Retype the listing below line for line, keeping every word, number and punctuation mark unchanged.

━━━━━ Provided entries

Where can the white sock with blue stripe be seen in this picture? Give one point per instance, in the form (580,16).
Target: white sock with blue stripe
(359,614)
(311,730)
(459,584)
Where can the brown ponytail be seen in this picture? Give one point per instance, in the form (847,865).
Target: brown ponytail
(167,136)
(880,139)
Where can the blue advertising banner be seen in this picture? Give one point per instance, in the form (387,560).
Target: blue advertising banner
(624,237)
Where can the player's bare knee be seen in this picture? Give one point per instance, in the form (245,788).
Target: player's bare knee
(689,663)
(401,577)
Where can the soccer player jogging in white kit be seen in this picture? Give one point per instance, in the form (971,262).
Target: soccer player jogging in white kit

━━━━━━━━━━

■ Worked solution:
Where can the white sock with blue stripe be seen in this picture? Give one point per instance, in the form (580,16).
Target: white sock with blue stripe
(359,614)
(311,730)
(459,584)
Where can the brown ponytail be seen in this picture? Give one point per instance, in the form (847,865).
Target: brown ponytail
(167,136)
(880,139)
Where can the blue advertising banner be seen in this picture? Give one point per instance, in the form (387,560).
Target: blue advertising banner
(624,237)
Where can the player's bare knee be seen in this picture? Give one point per instance, in the form (245,788).
Target: player's bare knee
(689,663)
(401,577)
Where can the soccer player jogging in white kit be seen in this picture? Give one point per instance, in the form (971,262).
Target: soccer player jogging in white kit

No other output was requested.